• What the task requires:
Please report how many lines of the items below contain the word "dark".

• Extracted entries:
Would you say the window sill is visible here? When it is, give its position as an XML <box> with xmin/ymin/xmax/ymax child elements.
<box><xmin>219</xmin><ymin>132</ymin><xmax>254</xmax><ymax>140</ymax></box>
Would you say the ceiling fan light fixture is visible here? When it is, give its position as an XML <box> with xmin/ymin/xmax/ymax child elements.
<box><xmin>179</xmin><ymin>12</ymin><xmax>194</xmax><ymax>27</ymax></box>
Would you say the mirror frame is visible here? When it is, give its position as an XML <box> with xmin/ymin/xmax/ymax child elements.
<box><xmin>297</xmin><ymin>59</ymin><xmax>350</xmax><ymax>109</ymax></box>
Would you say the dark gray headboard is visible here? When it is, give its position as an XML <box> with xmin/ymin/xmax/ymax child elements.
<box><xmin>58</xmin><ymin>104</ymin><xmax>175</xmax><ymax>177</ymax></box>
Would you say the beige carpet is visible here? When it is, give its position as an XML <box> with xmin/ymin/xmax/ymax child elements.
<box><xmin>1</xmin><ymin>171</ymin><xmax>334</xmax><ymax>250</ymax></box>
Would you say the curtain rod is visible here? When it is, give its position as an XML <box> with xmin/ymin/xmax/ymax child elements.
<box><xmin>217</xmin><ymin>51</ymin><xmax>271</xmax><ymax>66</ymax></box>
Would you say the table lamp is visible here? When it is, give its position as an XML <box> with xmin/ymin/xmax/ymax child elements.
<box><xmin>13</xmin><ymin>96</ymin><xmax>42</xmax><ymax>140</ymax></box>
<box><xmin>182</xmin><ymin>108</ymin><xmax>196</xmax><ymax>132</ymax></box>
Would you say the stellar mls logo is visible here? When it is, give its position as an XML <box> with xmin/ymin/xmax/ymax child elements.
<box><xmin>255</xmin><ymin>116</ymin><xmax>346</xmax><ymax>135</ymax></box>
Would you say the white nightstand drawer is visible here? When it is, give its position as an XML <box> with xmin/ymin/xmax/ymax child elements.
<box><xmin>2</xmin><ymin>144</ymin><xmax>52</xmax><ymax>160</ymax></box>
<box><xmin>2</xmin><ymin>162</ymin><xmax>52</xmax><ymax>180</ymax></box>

• Exercise result:
1